**AVAILABLE RECORDS**

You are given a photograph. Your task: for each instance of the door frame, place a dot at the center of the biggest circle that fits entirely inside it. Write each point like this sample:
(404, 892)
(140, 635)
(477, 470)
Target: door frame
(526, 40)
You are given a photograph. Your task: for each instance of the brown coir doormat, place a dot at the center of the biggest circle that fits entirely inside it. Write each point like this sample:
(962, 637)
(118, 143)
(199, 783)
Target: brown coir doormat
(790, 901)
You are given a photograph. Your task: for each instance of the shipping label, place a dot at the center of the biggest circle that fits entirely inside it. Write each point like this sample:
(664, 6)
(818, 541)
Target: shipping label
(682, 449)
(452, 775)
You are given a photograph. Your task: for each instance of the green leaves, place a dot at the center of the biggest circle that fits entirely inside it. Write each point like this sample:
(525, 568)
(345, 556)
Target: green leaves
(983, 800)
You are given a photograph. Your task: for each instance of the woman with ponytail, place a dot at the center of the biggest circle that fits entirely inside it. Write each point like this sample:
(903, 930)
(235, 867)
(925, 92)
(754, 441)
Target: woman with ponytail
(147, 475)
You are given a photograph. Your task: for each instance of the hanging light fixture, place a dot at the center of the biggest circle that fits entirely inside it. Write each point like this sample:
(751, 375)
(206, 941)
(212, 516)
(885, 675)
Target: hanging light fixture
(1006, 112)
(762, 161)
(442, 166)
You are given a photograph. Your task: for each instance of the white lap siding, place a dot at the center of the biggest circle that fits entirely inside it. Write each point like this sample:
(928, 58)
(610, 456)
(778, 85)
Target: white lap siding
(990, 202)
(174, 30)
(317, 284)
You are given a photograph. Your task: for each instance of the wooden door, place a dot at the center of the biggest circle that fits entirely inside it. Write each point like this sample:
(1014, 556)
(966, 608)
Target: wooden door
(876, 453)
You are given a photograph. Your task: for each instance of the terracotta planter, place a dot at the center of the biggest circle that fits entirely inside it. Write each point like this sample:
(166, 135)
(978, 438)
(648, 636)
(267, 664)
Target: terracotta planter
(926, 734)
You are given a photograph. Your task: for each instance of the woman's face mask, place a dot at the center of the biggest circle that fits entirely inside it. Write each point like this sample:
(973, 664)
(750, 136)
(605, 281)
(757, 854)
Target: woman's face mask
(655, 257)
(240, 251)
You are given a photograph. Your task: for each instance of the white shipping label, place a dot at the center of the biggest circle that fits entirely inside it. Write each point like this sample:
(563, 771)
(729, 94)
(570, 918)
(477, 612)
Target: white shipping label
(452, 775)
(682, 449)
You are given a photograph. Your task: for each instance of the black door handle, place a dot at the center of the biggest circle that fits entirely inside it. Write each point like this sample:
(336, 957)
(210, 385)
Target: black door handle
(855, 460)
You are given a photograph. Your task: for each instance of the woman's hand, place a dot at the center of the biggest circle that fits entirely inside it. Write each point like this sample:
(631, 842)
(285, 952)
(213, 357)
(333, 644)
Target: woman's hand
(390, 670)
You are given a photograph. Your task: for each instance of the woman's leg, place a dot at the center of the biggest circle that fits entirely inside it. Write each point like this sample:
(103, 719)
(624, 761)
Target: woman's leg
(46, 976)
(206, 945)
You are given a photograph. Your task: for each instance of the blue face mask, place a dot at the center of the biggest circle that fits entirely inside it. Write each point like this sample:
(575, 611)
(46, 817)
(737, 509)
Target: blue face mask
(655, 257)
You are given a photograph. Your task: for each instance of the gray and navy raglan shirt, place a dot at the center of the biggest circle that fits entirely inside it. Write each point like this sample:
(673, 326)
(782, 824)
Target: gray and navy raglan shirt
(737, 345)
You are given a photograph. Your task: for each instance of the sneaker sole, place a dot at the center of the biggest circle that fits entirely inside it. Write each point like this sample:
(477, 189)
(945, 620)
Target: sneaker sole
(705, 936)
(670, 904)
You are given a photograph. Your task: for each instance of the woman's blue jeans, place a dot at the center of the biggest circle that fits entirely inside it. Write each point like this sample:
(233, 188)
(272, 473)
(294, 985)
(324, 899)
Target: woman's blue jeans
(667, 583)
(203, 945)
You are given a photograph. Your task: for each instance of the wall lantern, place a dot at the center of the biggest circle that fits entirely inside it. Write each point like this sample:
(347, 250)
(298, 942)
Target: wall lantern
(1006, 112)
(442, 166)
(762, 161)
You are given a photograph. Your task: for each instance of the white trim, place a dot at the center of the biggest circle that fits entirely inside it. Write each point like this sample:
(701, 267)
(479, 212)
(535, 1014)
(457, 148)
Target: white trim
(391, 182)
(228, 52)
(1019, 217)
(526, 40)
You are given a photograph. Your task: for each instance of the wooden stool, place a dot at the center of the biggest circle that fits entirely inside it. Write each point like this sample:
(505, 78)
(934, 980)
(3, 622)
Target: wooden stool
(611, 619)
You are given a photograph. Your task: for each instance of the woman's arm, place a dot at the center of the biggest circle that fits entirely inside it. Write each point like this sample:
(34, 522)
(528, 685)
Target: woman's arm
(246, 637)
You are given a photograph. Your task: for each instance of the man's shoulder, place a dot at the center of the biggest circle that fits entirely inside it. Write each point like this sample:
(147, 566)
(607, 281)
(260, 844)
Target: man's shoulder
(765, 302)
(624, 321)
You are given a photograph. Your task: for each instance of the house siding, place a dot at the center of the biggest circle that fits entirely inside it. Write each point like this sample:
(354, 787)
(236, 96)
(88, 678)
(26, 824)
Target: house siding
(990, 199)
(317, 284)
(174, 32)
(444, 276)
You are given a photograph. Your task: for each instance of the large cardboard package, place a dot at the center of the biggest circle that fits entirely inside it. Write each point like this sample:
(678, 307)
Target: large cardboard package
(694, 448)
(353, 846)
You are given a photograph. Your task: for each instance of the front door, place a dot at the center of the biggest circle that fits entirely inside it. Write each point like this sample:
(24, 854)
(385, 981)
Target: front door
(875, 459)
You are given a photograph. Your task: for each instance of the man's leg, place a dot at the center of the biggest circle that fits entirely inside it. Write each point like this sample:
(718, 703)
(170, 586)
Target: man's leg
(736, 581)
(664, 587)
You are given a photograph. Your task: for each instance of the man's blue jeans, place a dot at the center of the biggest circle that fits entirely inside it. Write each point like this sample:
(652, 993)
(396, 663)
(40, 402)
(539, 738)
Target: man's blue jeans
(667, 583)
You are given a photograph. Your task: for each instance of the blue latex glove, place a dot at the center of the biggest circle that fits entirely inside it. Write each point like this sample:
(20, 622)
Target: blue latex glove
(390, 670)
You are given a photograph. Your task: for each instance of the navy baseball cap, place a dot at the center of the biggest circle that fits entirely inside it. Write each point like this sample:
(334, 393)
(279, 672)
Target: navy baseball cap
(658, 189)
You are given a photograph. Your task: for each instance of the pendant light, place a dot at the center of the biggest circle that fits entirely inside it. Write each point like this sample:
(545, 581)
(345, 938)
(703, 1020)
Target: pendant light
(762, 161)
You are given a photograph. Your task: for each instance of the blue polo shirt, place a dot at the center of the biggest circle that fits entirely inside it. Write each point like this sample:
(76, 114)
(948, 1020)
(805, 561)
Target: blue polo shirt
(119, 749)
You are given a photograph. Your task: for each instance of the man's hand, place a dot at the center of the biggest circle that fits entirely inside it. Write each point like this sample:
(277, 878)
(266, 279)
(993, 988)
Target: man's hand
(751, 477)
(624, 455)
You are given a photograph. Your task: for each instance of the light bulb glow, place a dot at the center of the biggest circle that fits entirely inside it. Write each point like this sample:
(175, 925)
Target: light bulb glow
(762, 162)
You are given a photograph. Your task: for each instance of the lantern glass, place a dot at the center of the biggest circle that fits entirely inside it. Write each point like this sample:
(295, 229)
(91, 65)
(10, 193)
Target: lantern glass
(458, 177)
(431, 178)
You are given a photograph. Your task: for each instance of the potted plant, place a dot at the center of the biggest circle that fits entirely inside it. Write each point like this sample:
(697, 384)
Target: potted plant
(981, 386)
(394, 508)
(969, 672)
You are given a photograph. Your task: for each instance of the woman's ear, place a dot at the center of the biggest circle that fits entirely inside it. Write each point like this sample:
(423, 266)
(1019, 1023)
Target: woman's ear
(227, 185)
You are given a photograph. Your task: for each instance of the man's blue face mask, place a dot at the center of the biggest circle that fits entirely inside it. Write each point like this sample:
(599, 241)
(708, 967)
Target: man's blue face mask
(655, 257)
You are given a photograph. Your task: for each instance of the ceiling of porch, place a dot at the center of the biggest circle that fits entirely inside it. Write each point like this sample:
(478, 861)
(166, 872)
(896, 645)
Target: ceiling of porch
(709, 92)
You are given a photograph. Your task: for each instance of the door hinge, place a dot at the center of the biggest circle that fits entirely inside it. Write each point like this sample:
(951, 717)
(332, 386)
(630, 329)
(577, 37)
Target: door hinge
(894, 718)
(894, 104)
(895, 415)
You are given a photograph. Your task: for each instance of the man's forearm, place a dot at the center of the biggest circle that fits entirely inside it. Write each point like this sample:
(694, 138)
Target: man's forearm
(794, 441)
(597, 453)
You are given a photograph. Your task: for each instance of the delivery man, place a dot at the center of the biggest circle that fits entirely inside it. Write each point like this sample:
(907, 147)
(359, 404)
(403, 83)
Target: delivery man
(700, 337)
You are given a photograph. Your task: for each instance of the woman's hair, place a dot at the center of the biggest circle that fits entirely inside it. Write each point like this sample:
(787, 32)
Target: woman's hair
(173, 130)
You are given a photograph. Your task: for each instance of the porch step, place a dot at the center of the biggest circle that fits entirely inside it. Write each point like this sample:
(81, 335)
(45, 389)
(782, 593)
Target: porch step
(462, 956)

**THE TASK**
From the line holding "Target: lantern glass" to the line holding "of the ceiling", inclusive, restate each line above exactly as written.

**TASK ANSWER**
Target: lantern glass
(458, 177)
(431, 178)
You are given a photograph. Your task: for each instance of the potted plant, place a dot at the center of the biggest circle that fits entirely inside it. Write each point like this sample:
(697, 384)
Target: potted plant
(981, 386)
(394, 508)
(969, 672)
You are given a photograph. Your task: for each instance of the woman's ear, place a dot at the center of the biggest circle that fits entirely inside it. Write each point like this sample:
(423, 266)
(1019, 1023)
Target: woman's ear
(227, 185)
You are given a photograph. Your task: for each instance of the man's blue face mask, place a dot at the center of the biggest circle that fits entirely inside it. Write each point like this sample:
(599, 241)
(708, 967)
Target: man's blue face mask
(655, 257)
You are given a photograph. Your task: for each instance of the ceiling of porch, place a dot at the center of the biggest circle that fits entirely inside it. Write each point like this sample:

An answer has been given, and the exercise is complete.